### Written task
Find every line in the items below that contains the word "above" and copy each one. Case counts.

====== Data to use ======

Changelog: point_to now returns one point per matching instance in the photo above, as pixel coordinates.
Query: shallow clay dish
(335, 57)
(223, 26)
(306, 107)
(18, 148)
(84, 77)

======

### Final result
Changelog: point_to now returns one point per matching instance in the photo above, as pixel coordinates.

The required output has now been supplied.